→ **Görev 1**:
Aşağıdaki kayıtların tüm satırlarını, boş satırları atlayarak bir Markdown tablosuna dönüştür. Tablonun ilk sütunu "Sıra" adıyla satır numarasını, ikinci sütunu "İçerik" adıyla satırın kendisini göstersin.

→ **Verilen Metin**:
————

İki:Mesajlarını takip ettiğim ehl-i kalender isimli üyemizin evvelden beri yazılarında kullandığı dili çok sert bulmuş fakat yaşının genç olmasına vermiştim. Sırf bu hüsn-ü zan üzere olduğumdan dolayıdır ki; birçok yazısına yorum ekleme gereği duymamıştım. Çünkü biliyorum ki Peygamber (s.a.v.) Efendimiz Hadis-i Şeriflerinde; “Hüsn-ü zan üzere olmak ibadettir” buyuruyor. Yoksa amiyane tabir ile; bizde yazılarımızdan salyalar akıtırız, akıtmadığımız akıtamayacağımızdan değildir. Kendimize yakıştıramadığımızdandır.

 

Ben bu foruma üye olmamın ilk nedeni; Rahmetli Üstad’ın ismini taşıyan ve O’nu sevenlerinin buluştuğu, büyüklü-küçüklü Üstadseverler grubu olmasıdır ki: Üstad seven: şiir sever, piyes sever, ülkesini sever, fikir sancısı çekmeyi sever, başka insanların dertlerinin tasasını çeker fakat öncelikle “Elhamdülillah Müslüman” der, ve Üstad seven; tasavvufu sever düsturumdur.

————

→ **Girdi Kayıtları**:
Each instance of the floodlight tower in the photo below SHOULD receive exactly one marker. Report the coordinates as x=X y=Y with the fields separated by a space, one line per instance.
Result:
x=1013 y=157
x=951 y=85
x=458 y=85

————

→ **Görev 2**:
Forumdaki bir üyenin sert dili ve Üstad sevgisi üzerine yazılan yukarıdaki metni, son cümlesinden sonra devam ettir.

→ **Görev Çıktısı 1**:
| Sıra | İçerik |
|---|---|
| 1 | Each instance of the floodlight tower in the photo below SHOULD receive exactly one marker. Report the coordinates as x=X y=Y with the fields separated by a space, one line per instance. |
| 2 | Result: |
| 3 | x=1013 y=157 |
| 4 | x=951 y=85 |
| 5 | x=458 y=85 |

→ **Görev Çıktısı 2**:
Açtığım başlıklarım ve açılan başlıklara gönderdiğim yazılar incelenirse eğer genellikle de İslami konular, fikir beyan etmeye açık olan güncel konular ve tarihi içerikli konu ve başlıklara yazı yazmış olduğumu göreceksiniz. Buradaki gayem, hem siz değerli Üstadsever arkadaşlarımla bilgilerimi paylaşarak katkıda bulunmak, hem de eksiklerimi sizlerin yazdığınız yazılarla gidermeye çalışmaktan ibarettir. Allah (c.c.) hepinizden razı olsun İnşaallah.

 

Ehl-i kalender isimli üyemizin ise bu derece tasavvuf düşmanı olduğunu fark etmemiş olmamı kendi körlüğüme bağlıyorum fakat sadece Rahmetli Hoca Efendinin hakkında tafsilatlı bilgiye ulaşılabilmek adına verilmiş bir siteden yola çıkarak zafer kazanmış bir komutan edası ile fırsat bu fırsat diyerek böyle bir başlıkta böyle bir link eklemesine ve tasavvuf ve de Evliyaullah aleyhinde bu içerikte bir yazı yazmasına çok üzüldüm açıkçası.

 

Bahse konu internet sitesi ve içeriği için, ayrı bir başlık açsa ve eleştiriler getirse idi bende tamamen iyi niyetimle seve seve katkıda bulunmaya çalışır, açılacak o başlık altında edeb veya haya çizgizi dahilinde fikri olarak katılırdım fakat bahsi geçen başlıkta ve Hoca Efendinin sene-i devriyesinden bahsederken ve içerik olarak tasavvufu hedef alan mesajından sonra birkaç kelam etmeyi de kendime bir görev bildim. Çünkü malumuz üzere linki ben ekledim.

 

Mesajı ilk okuduğumda tabir yerinde ise kan beynime sıçradı. Bu haliyeti-ruhiye içerisinde sıcağı sıcağına cevap yazıp da, temel konuları ve doğruları ıskalamamak ve fevri davranarak konu ile alakası olmayan birini kırmamak adına özellikle belli bir zaman sonra bu cevabı yazıyorum.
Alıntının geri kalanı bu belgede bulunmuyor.